--- Start of Data to use ---

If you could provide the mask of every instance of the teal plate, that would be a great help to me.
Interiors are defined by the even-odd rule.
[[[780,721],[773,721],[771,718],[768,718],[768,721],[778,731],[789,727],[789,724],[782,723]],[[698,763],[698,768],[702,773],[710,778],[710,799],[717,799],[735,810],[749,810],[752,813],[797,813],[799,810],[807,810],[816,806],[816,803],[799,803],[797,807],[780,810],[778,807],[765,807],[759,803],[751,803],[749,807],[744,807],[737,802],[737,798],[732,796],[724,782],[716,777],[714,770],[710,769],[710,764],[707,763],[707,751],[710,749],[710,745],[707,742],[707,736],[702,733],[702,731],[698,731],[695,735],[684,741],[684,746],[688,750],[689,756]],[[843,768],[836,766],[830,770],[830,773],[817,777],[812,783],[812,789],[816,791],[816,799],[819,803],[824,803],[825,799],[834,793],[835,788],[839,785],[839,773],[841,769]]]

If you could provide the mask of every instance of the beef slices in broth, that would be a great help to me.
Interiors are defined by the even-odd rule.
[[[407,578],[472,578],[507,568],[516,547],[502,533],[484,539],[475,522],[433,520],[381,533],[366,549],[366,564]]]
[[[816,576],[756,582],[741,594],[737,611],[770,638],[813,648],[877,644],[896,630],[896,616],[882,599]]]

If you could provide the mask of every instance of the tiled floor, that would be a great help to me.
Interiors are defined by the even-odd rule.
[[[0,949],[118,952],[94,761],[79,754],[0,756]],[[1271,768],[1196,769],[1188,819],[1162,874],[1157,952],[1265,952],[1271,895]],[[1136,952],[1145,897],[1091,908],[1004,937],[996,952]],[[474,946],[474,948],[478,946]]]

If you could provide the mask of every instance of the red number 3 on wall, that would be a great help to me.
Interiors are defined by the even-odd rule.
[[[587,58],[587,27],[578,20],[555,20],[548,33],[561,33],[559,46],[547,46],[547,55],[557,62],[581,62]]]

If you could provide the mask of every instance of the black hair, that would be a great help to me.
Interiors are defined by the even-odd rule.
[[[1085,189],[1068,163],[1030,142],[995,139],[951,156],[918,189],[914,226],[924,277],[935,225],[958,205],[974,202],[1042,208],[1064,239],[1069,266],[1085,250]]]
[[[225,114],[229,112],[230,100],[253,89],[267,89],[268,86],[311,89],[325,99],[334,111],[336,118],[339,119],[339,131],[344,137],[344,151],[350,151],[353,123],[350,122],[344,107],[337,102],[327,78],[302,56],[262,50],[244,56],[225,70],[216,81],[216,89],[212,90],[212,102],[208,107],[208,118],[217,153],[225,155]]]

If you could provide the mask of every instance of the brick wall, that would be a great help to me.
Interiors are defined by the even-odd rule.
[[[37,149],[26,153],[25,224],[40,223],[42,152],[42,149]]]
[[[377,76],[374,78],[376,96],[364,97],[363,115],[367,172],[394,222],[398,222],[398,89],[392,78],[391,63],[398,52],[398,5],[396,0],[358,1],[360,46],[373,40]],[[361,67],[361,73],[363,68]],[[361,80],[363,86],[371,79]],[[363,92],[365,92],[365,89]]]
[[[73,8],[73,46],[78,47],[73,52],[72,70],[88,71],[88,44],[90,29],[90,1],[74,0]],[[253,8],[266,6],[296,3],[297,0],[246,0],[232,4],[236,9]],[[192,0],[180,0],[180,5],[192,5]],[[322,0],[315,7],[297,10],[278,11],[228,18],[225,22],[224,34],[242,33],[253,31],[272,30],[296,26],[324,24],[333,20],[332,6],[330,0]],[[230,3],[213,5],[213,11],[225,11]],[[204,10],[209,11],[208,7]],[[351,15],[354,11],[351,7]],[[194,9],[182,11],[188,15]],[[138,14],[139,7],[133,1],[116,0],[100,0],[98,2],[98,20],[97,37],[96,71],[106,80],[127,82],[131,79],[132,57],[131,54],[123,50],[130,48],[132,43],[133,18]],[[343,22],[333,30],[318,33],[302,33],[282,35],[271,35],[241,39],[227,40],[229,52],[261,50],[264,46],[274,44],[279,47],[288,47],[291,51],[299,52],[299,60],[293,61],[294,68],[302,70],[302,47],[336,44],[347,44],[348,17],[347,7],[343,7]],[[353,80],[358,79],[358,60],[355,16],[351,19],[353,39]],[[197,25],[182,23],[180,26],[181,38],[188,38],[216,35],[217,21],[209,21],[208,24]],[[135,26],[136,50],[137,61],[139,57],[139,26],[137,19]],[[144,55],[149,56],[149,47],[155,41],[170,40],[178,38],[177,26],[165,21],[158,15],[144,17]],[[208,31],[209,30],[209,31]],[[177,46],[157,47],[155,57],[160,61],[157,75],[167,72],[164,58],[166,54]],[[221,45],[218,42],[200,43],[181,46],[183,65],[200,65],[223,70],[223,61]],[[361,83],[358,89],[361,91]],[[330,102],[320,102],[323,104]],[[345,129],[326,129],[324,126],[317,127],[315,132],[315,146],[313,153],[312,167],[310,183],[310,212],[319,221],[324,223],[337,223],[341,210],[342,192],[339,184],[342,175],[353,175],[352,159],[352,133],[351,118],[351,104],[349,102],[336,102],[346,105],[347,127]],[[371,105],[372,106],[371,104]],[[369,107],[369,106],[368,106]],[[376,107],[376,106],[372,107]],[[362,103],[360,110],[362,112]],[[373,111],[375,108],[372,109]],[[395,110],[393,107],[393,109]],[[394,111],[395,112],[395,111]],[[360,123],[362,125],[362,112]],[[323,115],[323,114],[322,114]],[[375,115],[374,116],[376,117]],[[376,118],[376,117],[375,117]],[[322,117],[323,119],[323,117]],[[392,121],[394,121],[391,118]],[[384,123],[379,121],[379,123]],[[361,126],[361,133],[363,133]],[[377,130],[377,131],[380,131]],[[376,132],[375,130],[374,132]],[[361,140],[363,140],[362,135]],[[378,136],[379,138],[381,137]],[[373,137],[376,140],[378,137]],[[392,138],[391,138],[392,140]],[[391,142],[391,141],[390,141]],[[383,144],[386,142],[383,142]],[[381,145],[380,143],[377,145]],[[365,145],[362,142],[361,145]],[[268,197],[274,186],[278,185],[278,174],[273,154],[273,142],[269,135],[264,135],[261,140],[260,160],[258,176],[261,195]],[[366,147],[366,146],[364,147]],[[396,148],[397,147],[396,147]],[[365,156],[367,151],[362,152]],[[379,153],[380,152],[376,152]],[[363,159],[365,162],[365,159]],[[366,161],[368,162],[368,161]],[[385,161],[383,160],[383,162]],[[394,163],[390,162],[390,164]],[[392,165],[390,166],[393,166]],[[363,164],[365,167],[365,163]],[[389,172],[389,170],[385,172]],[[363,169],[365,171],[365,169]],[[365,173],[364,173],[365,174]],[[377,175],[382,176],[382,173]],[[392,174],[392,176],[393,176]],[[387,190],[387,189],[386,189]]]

--- End of Data to use ---

*What this task involves*
Rewrite the listing from the line with "of the brick" to the line with "[[[37,149],[26,153],[25,224],[40,223],[42,152],[42,149]]]", putting "stone wall" in place of "brick wall" and keeping all else unchanged. Return only those lines.

*Solution*
If you could provide the mask of every instance of the stone wall, that would be a great help to me.
Interiors are defined by the even-odd rule.
[[[37,149],[26,153],[25,224],[40,223],[42,152],[42,149]]]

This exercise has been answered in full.